*Passage*.
--*--

Run Fuzzball HPC workflows natively on Oracle Cloud

Fuzzball now deploys natively on Oracle Cloud Infrastructure (OCI), joining AWS, GCP, and on-prem bare metal as a first-class deployment target. A computational chemist can move a GROMACS simulation from GCP to OCI without changing anything in the workflow. This post shows what that looks like in practice, what OCI brings to high-performance computing (HPC) workloads, and what happens under the hood when a single fuzzball cluster oci deploy command stands up an entire production-grade cluster.

Write once, run on any cloud

Multi-cloud is a goal most engineering teams share, and one that's genuinely hard to execute. Teams maintain parallel toolchains: Terraform modules for AWS, separate deployment scripts for GCP, OCI Resource Manager templates, different monitoring stacks, and different Identity and Access Management (IAM) models. The "portable workflow" rarely makes it past the planning stage.

Fuzzball takes a different approach. The workflow definition (the file that describes your compute jobs, data movement, container images, and resource requirements) is provider-agnostic by design. Fuzzball's orchestration layer translates that abstract definition into concrete infrastructure on whatever cloud or bare-metal cluster sits underneath.

A computational chemist running GROMACS molecular dynamics simulations can target GCP today and OCI tomorrow. The container images, data ingress/egress paths, job sequencing, and resource requests stay identical across both environments.

--*--

*Input data*.
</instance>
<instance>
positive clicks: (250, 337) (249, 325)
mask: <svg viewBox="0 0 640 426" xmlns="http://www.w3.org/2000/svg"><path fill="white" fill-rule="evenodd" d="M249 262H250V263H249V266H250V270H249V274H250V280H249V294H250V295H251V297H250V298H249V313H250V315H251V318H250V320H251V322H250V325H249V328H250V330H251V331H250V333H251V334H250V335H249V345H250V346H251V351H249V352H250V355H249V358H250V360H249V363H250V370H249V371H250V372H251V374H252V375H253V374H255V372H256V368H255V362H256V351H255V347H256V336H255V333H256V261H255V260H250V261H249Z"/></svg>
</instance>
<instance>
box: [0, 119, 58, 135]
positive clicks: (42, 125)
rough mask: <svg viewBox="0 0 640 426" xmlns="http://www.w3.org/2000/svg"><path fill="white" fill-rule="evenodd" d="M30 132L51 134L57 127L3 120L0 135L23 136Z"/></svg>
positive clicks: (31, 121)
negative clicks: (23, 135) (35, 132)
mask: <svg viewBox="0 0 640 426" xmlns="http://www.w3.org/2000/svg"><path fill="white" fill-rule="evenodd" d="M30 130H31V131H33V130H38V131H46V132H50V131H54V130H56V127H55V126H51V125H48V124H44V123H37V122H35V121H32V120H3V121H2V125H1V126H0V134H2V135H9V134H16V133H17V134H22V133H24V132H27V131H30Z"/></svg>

--*--

*What you need to do*.
A) Quote the part of the Fuzzball article that begins with the words containing "A computational chemist running" and ends with "across both environments.".
B) Besides Oracle Cloud Infrastructure, which deployment targets does the Fuzzball article say Fuzzball supports?

*Responses to the tasks*.
A)
A computational chemist running GROMACS molecular dynamics simulations can target GCP today and OCI tomorrow. The container images, data ingress/egress paths, job sequencing, and resource requests stay identical across both environments.

B) AWS, GCP, and on-prem bare metal.